Records drawn from a dataset
****************************************

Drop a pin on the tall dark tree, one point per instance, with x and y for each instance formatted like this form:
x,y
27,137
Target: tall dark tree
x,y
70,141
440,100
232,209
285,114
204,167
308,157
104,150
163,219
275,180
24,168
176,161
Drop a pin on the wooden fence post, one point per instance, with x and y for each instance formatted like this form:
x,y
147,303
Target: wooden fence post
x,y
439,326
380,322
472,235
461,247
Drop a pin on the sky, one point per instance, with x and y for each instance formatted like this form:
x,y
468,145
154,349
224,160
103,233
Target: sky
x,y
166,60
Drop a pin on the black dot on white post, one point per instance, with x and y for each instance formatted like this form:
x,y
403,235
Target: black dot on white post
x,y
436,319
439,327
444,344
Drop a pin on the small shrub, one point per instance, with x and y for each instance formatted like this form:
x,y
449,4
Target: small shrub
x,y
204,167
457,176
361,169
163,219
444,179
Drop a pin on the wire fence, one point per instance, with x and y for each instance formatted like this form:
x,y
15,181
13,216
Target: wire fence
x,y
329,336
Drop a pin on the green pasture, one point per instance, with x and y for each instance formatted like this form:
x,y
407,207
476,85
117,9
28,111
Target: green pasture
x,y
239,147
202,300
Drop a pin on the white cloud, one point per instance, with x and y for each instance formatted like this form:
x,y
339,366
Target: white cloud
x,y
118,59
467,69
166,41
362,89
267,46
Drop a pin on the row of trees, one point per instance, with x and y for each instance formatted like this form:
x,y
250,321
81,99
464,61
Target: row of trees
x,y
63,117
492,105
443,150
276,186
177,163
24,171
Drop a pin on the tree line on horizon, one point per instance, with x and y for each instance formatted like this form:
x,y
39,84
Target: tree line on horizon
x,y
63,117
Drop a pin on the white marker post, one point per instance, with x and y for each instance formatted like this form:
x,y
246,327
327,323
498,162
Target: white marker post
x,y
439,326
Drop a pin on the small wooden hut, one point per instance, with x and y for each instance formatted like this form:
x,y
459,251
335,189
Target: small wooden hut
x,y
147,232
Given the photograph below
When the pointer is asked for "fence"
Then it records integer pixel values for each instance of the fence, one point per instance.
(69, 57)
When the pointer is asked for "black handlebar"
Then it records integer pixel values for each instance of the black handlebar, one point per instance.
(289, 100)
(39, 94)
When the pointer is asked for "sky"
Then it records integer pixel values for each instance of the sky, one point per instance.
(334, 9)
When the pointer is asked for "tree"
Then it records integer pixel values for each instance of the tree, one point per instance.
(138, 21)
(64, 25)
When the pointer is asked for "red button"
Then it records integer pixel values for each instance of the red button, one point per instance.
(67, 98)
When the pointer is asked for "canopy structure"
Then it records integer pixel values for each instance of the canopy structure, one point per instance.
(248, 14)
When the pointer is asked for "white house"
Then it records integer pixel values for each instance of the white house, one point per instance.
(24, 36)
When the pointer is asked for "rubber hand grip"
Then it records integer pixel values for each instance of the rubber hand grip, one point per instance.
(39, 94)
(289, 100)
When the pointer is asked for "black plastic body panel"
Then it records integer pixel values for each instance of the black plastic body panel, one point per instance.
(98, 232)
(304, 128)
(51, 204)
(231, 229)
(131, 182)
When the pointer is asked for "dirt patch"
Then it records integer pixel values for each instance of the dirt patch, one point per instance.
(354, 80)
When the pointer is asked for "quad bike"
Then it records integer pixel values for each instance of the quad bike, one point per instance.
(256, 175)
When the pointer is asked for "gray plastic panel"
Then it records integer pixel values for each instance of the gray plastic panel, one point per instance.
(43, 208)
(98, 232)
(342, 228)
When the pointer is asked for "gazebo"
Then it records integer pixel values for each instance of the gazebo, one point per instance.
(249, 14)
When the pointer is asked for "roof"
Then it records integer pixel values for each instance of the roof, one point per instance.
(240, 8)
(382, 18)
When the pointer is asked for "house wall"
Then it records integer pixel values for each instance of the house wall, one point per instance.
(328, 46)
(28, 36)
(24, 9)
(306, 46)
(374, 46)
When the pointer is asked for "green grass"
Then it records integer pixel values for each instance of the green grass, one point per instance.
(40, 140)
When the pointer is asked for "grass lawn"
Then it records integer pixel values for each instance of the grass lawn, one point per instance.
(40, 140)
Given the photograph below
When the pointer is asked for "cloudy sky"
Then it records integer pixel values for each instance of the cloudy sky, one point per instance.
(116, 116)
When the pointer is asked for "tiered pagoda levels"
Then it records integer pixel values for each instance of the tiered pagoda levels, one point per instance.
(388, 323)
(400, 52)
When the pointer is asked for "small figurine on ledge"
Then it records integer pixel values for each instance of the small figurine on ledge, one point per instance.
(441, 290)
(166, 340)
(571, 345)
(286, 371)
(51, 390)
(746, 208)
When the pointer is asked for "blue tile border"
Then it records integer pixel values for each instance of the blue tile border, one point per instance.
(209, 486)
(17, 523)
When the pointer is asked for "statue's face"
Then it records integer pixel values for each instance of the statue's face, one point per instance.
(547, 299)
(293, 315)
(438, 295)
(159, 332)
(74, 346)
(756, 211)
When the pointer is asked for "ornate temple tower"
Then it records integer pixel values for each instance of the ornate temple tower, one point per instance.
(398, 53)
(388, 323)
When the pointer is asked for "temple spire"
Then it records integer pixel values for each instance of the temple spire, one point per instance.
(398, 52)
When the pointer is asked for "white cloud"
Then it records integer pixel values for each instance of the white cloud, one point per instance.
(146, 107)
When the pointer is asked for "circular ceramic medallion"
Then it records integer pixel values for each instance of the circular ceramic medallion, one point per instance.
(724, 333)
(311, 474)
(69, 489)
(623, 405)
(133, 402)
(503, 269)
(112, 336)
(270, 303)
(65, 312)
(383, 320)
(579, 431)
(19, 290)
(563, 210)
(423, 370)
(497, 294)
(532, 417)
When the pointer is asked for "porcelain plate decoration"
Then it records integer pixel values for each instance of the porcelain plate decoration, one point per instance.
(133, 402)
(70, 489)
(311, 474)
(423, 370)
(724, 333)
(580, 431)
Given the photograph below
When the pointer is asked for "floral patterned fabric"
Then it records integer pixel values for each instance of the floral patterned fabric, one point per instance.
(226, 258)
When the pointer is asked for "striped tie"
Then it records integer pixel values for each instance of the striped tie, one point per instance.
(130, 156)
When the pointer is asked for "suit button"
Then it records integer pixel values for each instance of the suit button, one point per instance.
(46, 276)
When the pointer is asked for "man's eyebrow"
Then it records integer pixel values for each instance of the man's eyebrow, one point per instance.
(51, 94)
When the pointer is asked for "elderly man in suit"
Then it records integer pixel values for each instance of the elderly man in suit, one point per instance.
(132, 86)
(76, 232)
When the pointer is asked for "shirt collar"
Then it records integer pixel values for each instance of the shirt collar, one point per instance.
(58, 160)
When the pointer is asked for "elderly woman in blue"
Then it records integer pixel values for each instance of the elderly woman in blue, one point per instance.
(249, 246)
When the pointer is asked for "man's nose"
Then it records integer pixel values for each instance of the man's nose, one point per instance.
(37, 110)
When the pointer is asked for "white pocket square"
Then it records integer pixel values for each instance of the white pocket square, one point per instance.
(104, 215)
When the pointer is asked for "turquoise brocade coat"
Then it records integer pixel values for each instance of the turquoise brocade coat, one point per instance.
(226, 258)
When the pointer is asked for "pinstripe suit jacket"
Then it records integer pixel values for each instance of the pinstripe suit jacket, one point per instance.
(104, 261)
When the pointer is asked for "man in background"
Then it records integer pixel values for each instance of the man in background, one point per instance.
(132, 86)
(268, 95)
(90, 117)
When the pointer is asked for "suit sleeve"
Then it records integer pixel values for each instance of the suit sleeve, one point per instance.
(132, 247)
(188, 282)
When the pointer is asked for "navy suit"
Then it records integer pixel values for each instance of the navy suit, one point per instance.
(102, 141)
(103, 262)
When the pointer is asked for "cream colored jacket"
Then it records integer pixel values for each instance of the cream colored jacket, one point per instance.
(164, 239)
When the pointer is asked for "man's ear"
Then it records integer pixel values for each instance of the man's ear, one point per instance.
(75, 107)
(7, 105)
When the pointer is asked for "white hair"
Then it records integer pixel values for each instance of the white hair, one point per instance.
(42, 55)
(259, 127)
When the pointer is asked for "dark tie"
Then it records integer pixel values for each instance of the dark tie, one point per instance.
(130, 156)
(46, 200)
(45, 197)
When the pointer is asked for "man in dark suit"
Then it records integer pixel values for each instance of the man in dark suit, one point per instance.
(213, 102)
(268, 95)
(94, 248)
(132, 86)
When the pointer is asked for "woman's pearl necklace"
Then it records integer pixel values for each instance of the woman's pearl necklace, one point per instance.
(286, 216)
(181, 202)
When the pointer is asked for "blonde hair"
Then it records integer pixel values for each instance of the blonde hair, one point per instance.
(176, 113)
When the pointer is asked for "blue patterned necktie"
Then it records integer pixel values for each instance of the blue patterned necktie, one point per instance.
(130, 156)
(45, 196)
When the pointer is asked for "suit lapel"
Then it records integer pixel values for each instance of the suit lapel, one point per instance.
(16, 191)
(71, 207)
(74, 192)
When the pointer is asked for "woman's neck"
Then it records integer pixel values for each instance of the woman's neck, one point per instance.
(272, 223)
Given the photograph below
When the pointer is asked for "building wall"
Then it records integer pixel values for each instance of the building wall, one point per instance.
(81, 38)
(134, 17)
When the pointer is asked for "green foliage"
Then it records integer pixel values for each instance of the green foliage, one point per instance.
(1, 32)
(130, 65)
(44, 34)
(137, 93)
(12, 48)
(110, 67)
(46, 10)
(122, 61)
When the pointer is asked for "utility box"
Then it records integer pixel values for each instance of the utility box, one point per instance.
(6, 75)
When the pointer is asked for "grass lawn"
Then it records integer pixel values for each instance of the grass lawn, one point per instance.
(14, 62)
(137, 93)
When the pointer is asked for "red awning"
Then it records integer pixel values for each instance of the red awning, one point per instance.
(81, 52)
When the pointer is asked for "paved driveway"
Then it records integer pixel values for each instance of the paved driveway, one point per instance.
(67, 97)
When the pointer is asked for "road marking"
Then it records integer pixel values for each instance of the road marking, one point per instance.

****************************************

### About this task
Whenever a line of the entries contains the string "marking", copy that line.

### Task result
When the pointer is asked for "road marking"
Then it records integer pixel values for each instance of the road marking, one point per instance.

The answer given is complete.